▶ [Text segment]:
------------------------------------------------------------

# T5 tubes



## beeky (12 Sep 2007)

Hi all,

I'm after a couple of T5 tubes and having a look at AE seems they only do two - an arcadia plant one and giesemann midday. I've no experience of giesemann, are they good? Will one of each be OK and should I hunt down a giesemann plant tube (assuming they do one) as AE don't sell it (and they seem cheaper than arcadia).

Cheers for any advice.


----------



## Dave Spencer (12 Sep 2007)

I use Geisemann Midday tubes alongside their Aquaflora tube and am very happy with the results. I haven`t shopped around recently for the cheapest prices, but you can get both types of tube from here:

http://www.aquatics-online.co.uk/catalo ... lights.asp

Dave.


----------



## pompeyfan (17 Sep 2007)

It might be worth popping in to your local electrical wholesaler, as i'm sure they could beat Â£13 per lamp for a G.E. Starcoat, PHILIPS or OSRAM T5. The only problem with wholesalers is they order T5 tubes in boxes of 25 so ordering one or two would require someone in the supply chain splitting a box. Worth a try, i reckon as there are many different K ratings from 2700 to 6000/6500 depending on the make.

 Pete


----------

------------------------------------------------------------

[Dataset excerpt]
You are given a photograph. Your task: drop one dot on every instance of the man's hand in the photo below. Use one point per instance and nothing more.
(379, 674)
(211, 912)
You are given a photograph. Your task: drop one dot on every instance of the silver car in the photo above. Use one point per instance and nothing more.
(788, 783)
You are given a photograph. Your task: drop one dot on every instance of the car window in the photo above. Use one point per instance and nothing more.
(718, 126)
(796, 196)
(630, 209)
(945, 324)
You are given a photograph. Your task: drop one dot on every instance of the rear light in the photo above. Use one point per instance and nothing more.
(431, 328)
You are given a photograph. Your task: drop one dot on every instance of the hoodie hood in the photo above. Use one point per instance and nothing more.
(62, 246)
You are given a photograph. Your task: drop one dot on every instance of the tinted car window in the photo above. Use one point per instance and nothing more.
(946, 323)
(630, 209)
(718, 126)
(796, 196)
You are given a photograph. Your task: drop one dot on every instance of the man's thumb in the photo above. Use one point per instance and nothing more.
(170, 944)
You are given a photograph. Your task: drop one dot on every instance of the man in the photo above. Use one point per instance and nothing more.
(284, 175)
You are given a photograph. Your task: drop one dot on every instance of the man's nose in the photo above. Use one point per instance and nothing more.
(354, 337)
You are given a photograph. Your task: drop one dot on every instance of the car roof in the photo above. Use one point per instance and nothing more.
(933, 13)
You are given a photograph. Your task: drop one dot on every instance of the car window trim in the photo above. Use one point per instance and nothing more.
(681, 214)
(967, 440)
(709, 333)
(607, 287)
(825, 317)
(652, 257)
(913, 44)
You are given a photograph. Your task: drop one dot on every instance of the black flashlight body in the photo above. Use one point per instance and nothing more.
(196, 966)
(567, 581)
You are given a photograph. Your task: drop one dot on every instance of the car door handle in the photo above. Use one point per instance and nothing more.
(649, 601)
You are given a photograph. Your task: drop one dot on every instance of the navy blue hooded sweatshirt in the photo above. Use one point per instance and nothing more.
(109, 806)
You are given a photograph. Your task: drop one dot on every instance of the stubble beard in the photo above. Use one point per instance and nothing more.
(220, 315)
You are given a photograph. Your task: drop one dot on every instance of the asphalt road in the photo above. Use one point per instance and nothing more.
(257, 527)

------------------------------------------------------------

From the T5 tubes thread, reproduce word for word the passage that opens at "## Dave Spencer" and ends after "(17 Sep 2007)".

## Dave Spencer (12 Sep 2007)

I use Geisemann Midday tubes alongside their Aquaflora tube and am very happy with the results. I haven`t shopped around recently for the cheapest prices, but you can get both types of tube from here:

http://www.aquatics-online.co.uk/catalo ... lights.asp

Dave.


----------



## pompeyfan (17 Sep 2007)